> **Point annotation dataset entries**:
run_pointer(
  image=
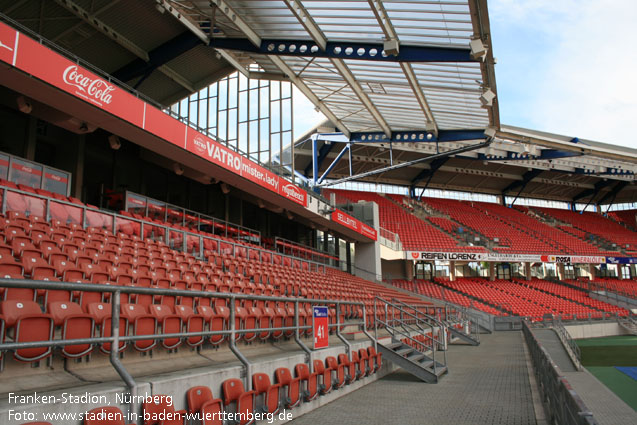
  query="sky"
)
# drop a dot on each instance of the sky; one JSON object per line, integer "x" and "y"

==

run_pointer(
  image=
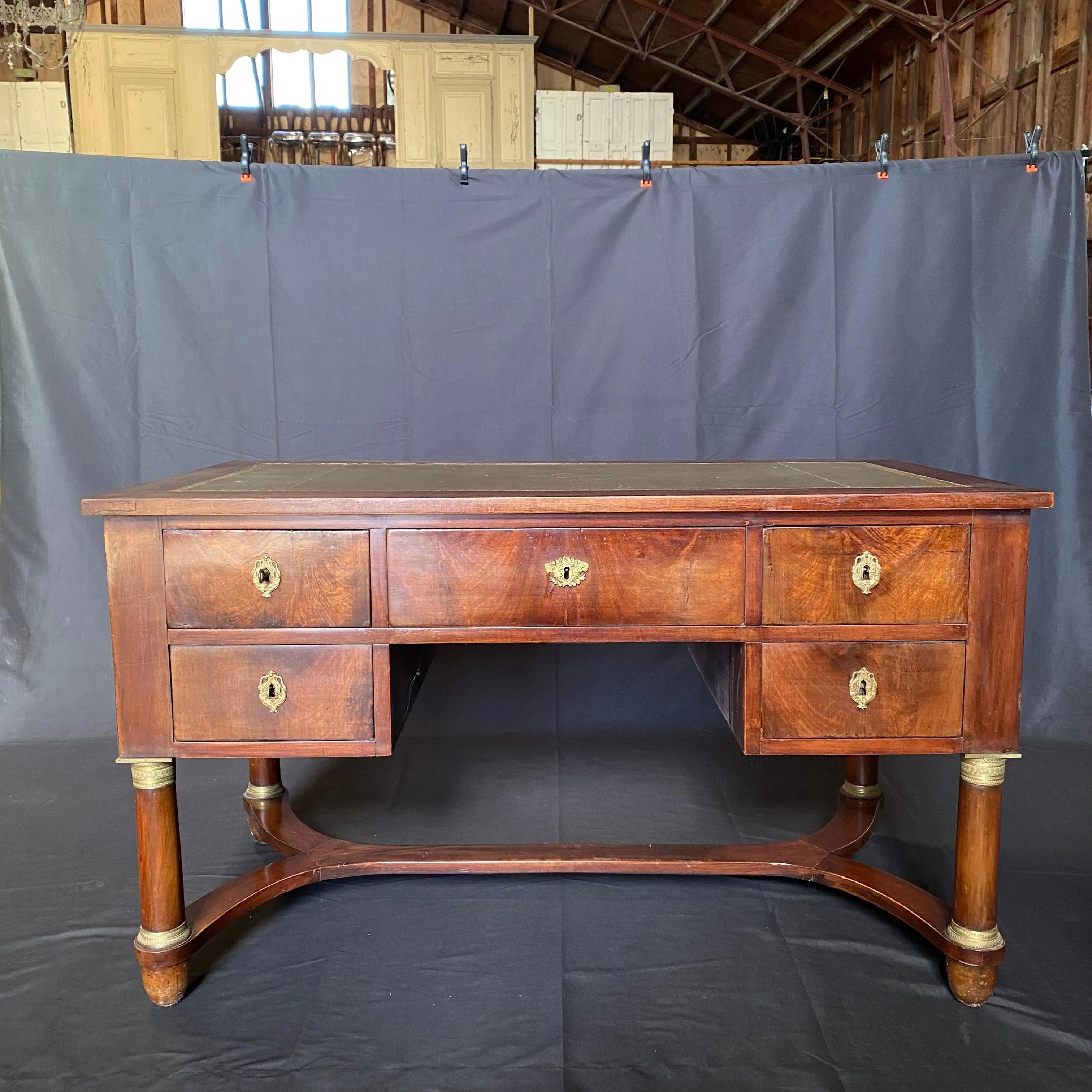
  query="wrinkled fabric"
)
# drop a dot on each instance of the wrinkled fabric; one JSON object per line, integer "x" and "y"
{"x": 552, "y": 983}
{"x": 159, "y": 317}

--

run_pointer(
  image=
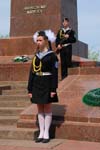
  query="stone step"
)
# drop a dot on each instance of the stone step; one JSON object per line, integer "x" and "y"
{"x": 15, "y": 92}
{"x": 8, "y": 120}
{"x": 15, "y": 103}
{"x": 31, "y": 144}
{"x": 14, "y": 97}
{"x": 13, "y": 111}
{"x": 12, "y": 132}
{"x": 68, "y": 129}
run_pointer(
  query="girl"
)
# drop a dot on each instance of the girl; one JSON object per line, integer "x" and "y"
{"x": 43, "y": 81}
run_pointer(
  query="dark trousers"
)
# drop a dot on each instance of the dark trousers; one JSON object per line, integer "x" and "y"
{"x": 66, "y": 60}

> **WHAT THE TASK ASKS**: Count the lines in the entries above that contain the string "query". Reply with the number alone.

> **REPLY**: 5